§ **The exercise**
Work out how many lines of the records below contain the string "reflection", with case counting. Reply with the number alone.

§ **Excerpt from a dataset**
>> Begin
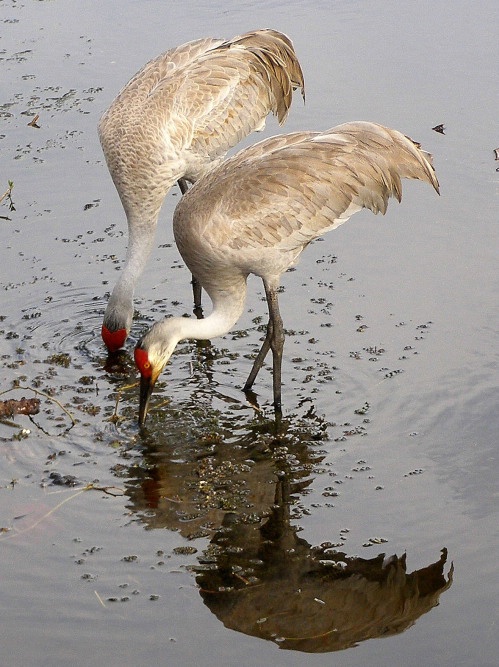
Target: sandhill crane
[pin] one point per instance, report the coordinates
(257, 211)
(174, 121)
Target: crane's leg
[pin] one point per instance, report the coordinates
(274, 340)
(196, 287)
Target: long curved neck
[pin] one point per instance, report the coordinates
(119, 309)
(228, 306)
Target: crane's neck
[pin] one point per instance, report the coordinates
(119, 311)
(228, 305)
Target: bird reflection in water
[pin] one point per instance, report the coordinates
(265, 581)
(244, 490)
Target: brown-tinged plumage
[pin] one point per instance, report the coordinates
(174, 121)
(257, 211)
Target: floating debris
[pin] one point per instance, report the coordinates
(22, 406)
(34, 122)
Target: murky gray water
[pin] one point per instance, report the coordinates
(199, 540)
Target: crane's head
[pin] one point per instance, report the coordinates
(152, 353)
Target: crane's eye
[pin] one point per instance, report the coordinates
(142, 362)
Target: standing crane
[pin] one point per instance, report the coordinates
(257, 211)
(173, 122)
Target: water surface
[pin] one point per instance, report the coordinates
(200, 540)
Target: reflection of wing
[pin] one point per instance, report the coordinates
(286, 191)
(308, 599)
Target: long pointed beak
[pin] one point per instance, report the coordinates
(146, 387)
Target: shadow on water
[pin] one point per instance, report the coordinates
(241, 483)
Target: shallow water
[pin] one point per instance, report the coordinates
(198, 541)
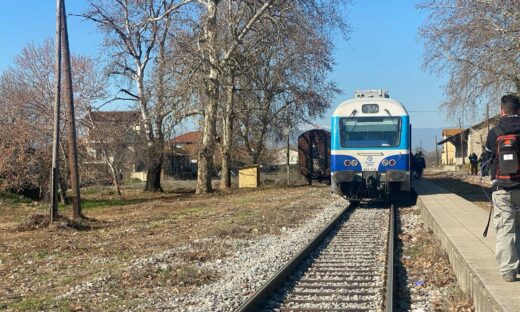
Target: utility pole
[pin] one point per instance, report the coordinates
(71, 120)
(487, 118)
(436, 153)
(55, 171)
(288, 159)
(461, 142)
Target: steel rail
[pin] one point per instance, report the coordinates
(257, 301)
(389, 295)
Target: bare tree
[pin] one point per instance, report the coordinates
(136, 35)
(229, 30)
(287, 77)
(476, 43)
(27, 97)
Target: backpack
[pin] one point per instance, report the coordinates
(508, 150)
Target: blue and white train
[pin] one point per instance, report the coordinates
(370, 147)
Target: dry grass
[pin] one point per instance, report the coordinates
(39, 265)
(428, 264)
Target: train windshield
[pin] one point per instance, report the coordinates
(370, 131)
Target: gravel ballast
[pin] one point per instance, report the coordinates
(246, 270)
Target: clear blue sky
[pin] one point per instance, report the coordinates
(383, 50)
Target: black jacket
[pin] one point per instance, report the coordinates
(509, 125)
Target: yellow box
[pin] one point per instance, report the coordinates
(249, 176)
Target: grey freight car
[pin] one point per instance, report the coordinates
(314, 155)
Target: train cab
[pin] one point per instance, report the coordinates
>> End
>> Begin
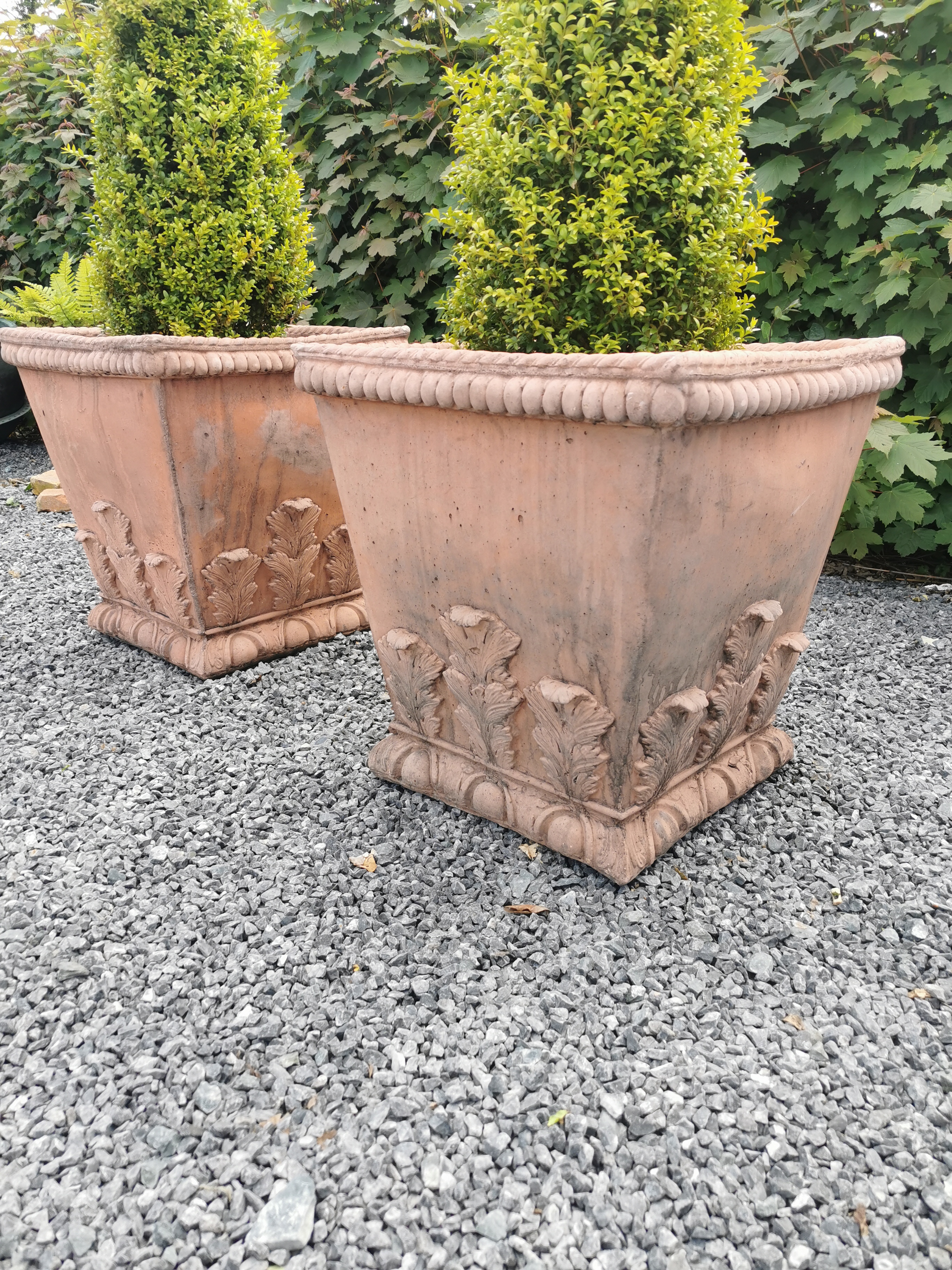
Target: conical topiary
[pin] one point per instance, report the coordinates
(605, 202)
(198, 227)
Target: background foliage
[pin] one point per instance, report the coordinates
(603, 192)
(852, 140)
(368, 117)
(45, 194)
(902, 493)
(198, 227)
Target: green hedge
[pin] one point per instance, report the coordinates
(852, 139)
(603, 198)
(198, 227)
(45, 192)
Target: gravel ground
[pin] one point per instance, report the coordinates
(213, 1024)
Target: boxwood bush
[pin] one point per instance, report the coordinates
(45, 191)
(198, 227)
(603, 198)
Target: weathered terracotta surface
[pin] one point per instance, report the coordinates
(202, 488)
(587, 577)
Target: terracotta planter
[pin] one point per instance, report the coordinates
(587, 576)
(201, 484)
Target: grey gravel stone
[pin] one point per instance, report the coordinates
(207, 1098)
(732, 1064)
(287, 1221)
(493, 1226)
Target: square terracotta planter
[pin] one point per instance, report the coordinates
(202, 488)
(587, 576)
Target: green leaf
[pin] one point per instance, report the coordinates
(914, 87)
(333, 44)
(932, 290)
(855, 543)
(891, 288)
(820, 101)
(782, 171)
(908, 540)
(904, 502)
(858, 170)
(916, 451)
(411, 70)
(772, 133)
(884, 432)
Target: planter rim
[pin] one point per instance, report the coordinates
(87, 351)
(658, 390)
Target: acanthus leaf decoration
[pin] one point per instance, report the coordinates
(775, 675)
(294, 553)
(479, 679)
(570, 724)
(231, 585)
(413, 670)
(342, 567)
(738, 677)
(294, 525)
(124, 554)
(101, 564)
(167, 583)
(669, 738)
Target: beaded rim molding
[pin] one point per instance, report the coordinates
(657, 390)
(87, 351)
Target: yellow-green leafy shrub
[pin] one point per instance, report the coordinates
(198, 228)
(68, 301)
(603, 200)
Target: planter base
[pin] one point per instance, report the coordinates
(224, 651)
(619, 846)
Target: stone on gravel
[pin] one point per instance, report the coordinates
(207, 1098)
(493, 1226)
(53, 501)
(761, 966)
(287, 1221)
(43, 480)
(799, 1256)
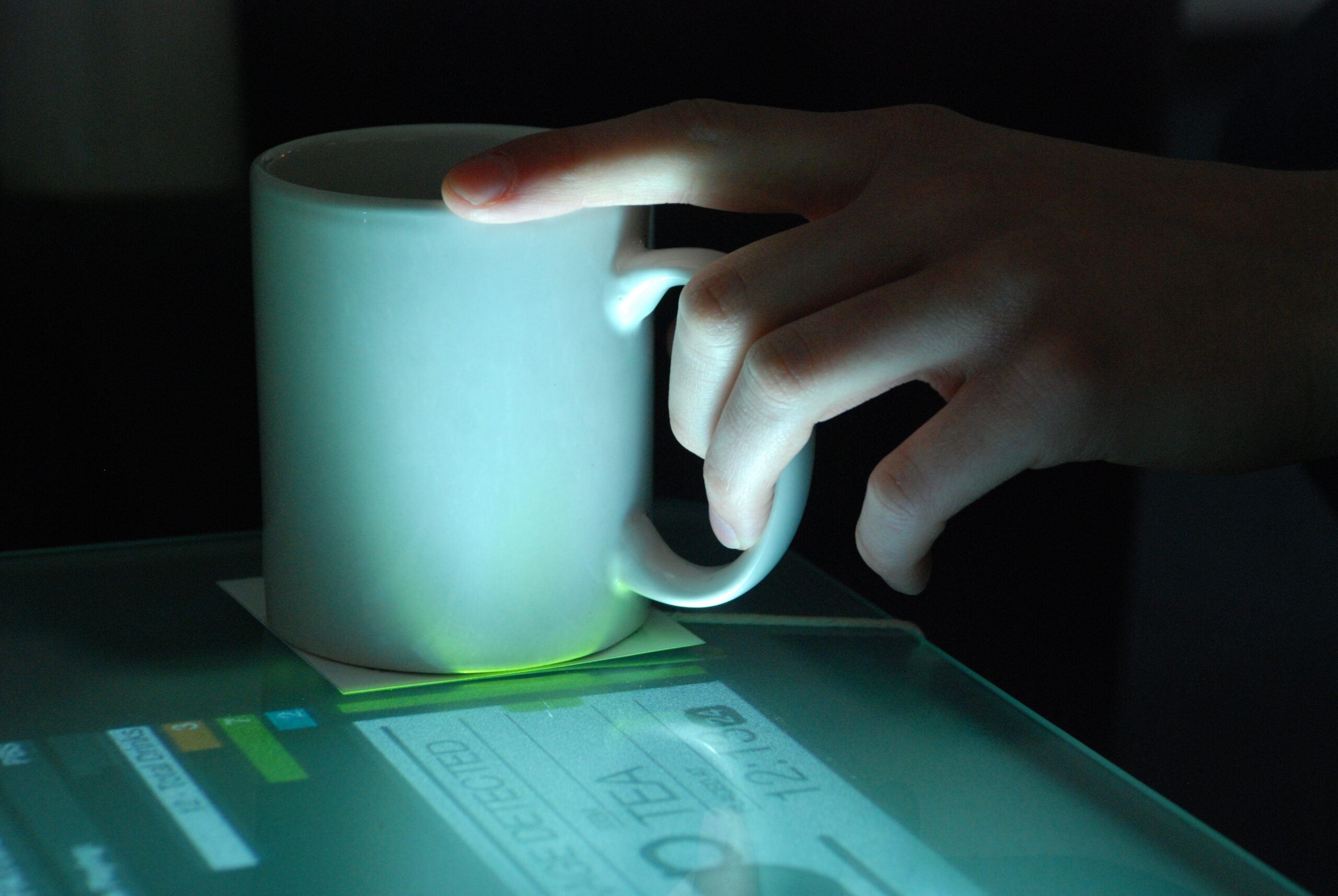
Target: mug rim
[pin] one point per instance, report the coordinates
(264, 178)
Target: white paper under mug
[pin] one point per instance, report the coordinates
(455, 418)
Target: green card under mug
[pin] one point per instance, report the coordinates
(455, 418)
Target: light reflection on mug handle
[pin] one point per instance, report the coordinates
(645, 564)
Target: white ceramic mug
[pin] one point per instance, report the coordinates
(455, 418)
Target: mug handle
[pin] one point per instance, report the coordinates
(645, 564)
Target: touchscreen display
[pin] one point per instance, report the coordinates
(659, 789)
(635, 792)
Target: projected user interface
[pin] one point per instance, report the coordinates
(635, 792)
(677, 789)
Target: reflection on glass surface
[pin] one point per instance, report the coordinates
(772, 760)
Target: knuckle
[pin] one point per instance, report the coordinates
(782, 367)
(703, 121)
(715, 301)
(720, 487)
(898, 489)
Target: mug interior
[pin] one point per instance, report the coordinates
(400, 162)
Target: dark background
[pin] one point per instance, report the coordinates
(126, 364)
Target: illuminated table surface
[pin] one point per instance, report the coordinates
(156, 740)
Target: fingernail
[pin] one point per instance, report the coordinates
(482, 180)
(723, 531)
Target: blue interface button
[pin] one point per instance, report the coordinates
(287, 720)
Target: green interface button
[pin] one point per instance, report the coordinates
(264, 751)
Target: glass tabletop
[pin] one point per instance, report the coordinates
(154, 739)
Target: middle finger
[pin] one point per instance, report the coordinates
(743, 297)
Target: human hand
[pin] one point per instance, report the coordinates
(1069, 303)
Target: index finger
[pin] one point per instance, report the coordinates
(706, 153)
>> End
§ **The response**
4